[AIM OF THE EXERCISE]: Output the part of the lines that opens with the line containing "Please drop a marker on every instance of the sidewalk" and closes with the line containing "<point>438,1111</point>", both included, as a JSON list of strings with one string per line and blank lines left out.

[RECORD SET]:
____

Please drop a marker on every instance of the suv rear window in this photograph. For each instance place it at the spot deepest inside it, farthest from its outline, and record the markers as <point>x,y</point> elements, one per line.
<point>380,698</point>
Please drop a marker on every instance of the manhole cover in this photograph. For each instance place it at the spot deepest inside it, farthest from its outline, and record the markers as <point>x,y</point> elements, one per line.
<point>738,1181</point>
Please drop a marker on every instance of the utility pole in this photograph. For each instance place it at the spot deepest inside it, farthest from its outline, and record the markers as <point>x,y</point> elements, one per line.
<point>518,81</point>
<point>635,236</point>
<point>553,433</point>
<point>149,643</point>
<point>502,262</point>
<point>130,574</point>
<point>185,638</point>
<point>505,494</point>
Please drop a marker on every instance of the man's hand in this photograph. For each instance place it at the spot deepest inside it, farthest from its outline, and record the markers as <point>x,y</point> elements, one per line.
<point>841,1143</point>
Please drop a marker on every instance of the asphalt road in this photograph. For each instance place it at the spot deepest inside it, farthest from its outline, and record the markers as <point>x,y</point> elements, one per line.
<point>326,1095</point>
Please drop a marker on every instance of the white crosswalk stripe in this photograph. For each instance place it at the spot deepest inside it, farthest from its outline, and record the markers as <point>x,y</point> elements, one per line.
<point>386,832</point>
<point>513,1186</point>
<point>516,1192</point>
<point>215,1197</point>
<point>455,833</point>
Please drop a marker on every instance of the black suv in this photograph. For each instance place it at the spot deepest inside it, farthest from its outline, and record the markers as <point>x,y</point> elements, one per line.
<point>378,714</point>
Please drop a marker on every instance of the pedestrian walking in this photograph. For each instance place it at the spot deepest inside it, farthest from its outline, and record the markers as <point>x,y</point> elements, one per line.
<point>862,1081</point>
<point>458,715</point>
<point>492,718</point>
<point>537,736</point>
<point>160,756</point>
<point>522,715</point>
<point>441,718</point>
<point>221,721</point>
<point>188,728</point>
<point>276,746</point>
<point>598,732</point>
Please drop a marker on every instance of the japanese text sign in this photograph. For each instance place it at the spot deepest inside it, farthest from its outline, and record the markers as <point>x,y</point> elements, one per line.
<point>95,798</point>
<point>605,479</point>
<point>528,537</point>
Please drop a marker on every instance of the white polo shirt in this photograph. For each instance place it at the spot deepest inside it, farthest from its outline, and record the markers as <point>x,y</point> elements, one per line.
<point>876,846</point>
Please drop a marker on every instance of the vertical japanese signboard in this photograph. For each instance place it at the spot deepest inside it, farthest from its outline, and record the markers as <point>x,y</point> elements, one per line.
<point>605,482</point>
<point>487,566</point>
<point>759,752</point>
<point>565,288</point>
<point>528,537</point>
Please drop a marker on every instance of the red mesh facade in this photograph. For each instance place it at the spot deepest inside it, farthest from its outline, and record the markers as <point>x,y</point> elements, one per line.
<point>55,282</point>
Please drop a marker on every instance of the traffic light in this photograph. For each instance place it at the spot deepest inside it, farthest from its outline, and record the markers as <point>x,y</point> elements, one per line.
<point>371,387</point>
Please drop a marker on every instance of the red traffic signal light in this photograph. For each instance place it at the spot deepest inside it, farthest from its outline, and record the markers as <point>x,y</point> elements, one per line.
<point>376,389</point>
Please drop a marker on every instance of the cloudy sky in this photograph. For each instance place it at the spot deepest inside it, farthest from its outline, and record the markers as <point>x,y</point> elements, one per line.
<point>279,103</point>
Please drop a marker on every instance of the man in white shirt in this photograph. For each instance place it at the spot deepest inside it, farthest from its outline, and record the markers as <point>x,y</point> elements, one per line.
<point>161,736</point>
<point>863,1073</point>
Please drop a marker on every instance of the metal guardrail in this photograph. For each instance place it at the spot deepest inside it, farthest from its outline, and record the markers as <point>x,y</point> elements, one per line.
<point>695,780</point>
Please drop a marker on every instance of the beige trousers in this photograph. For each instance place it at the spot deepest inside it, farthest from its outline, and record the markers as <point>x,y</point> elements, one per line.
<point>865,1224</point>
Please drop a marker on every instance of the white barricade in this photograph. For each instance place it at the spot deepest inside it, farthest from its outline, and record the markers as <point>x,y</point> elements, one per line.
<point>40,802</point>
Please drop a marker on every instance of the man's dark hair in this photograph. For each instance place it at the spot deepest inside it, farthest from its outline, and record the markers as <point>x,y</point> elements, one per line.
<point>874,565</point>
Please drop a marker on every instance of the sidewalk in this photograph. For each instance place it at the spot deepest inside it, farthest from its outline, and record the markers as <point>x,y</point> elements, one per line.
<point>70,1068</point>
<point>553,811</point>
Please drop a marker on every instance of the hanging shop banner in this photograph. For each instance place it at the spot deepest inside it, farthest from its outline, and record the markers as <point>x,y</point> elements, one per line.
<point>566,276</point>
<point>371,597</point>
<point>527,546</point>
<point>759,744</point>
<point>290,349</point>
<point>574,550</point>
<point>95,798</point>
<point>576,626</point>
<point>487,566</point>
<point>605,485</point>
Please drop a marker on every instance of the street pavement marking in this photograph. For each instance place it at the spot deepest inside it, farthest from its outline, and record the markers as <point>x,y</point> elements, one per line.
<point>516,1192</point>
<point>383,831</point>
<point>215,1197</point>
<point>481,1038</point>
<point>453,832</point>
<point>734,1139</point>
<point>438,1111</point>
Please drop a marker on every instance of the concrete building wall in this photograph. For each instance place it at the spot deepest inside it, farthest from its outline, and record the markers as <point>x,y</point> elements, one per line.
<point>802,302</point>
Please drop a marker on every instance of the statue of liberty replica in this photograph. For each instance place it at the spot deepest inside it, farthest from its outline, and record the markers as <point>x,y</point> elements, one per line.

____

[RESPONSE TO THIS EXERCISE]:
[
  "Please drop a marker on every instance of the sidewalk in this photograph. For each instance place it at the spot deepest inside it, farthest from its outline, and record the markers as <point>x,y</point> elements, one per line.",
  "<point>70,1068</point>",
  "<point>553,811</point>",
  "Please drop a marker on every instance of the hanging shop banner in this photograph. For each instance place it at the spot deepest inside it, farthest from its outline, and record the markers as <point>x,y</point> elements, one per line.",
  "<point>566,276</point>",
  "<point>371,597</point>",
  "<point>527,546</point>",
  "<point>759,744</point>",
  "<point>290,349</point>",
  "<point>574,550</point>",
  "<point>95,798</point>",
  "<point>576,626</point>",
  "<point>487,566</point>",
  "<point>605,485</point>",
  "Please drop a marker on every instance of the street pavement marking in this photograph. For each instance place it at the spot deepest inside it, farthest from its outline, and record the markers as <point>x,y</point> elements, one per line.",
  "<point>516,1192</point>",
  "<point>383,831</point>",
  "<point>215,1197</point>",
  "<point>481,1038</point>",
  "<point>453,832</point>",
  "<point>734,1139</point>",
  "<point>438,1111</point>"
]